§ Task
In the article on Safari 10, what does the browser do when someone clicks a link to download Flash from Adobe's site?

§ Quoted passage
* start *

Alongside various new features (Siri, Auto Unlock, Apple Pay) coming in macOS Sierra, Apple’s next major desktop operating system, it also ships with the brand new version of Safari, Safari 10. Safari 10 introduces a major change in the way the browser handles plugins. In short, proprietary plugins like Adobe Flash will be disabled by default when browsing the web.

This means that websites will serve modern HTML5 representations of content as often as possible as they will not be able to detect an installation of Flash at all. Safari is smart however — it will allow you to enable Flash temporarily on demand …

When trying to view Flash enabled content that does not have a HTML5 version, websites always provide quick links to download Flash from Adobe’s site. With the new plugin behaviour in Safari, the browser will override clicks on these links to show a special new modal sheet.

This sheet allows the user to enable Flash on a per-use basis or enable the plugin site-wide. After confirming, Safari loads the Flash content as normal. This is how popular third-party extensions like Click-To-Flash work. Apple is banking on most websites already having HTML5 versions of content (usually video) available but it is trying to make the less-likely case as inconvenient as possible … only loading Flash lazily when required.

* end *

§ Entries
* start *

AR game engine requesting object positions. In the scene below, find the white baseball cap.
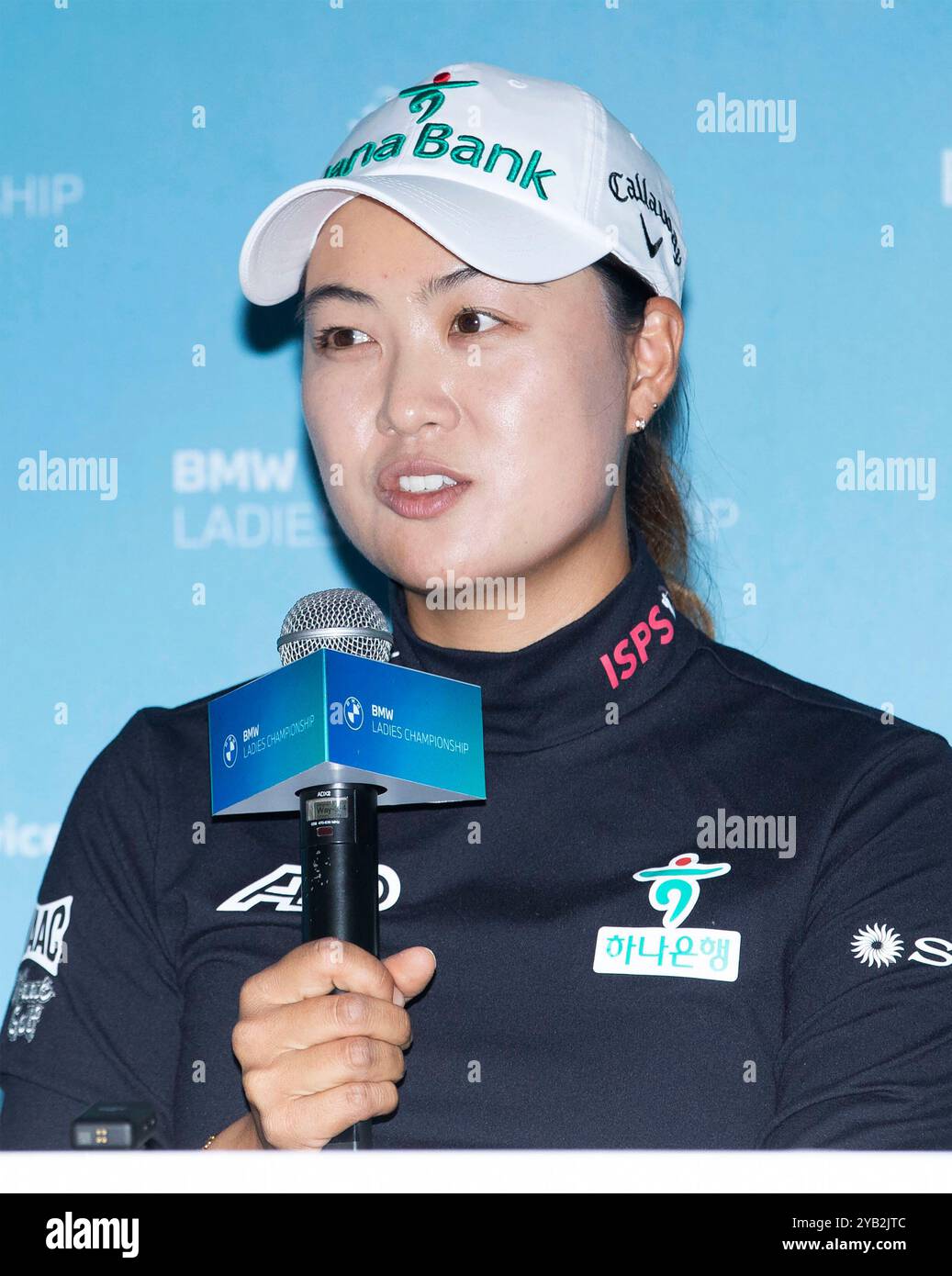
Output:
[239,62,688,307]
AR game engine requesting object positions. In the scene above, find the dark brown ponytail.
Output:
[592,254,714,637]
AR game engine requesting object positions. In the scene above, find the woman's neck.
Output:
[403,520,632,651]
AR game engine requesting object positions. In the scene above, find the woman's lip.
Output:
[376,479,472,518]
[376,457,472,491]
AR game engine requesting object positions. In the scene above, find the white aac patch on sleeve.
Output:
[20,894,73,975]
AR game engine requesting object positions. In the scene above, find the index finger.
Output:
[239,935,396,1018]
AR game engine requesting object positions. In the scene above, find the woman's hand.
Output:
[224,938,436,1148]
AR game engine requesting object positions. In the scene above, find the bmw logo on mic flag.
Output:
[208,648,487,815]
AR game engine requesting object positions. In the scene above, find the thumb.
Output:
[383,946,436,1005]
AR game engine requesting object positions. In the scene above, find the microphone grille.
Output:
[278,589,393,665]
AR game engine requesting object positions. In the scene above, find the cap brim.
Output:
[239,173,611,307]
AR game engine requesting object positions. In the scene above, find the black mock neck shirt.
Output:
[0,536,952,1148]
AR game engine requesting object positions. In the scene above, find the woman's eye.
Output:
[457,310,505,337]
[314,328,370,350]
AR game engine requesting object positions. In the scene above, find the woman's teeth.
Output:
[399,475,455,491]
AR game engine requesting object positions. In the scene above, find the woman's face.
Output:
[301,196,645,589]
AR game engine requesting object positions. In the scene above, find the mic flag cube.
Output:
[208,648,487,815]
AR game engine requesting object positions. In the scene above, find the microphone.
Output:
[208,589,487,1149]
[278,589,393,1151]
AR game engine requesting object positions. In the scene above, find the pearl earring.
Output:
[634,403,657,434]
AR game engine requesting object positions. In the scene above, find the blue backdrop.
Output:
[0,0,952,1102]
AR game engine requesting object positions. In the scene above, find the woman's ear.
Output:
[625,297,684,434]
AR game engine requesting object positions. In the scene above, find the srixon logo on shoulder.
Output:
[599,593,674,687]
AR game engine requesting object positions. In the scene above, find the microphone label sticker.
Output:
[592,851,740,982]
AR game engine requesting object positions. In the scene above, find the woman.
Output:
[1,64,952,1149]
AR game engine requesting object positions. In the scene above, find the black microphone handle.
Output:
[300,782,384,1151]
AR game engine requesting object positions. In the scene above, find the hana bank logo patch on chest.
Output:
[592,851,740,982]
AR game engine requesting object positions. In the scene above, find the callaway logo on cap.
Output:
[239,62,688,307]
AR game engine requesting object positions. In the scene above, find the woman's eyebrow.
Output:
[295,265,549,323]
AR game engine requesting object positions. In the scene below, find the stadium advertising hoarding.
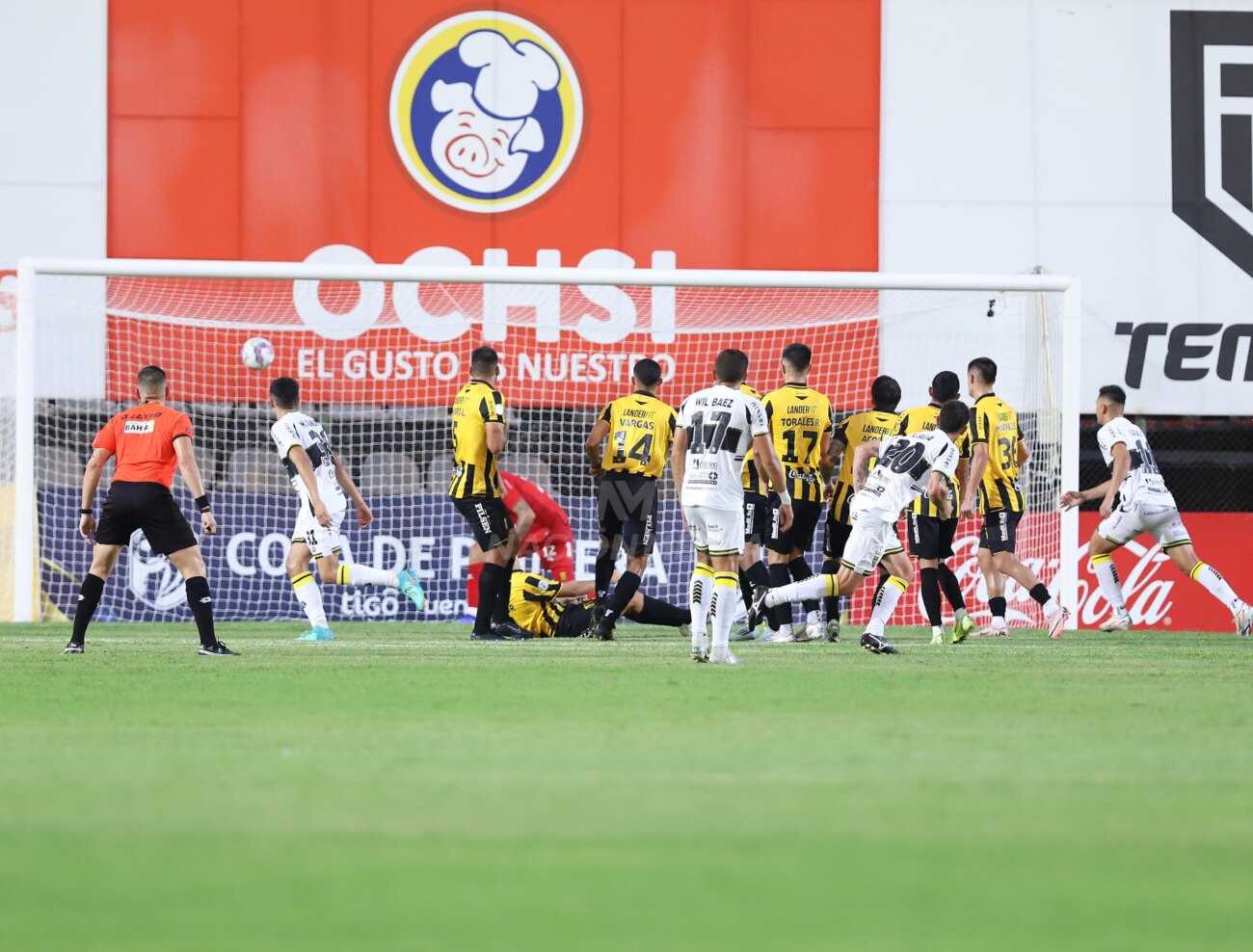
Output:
[40,489,1253,631]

* end *

§ The completed task
It overrides the click and shows a special new modal sheet.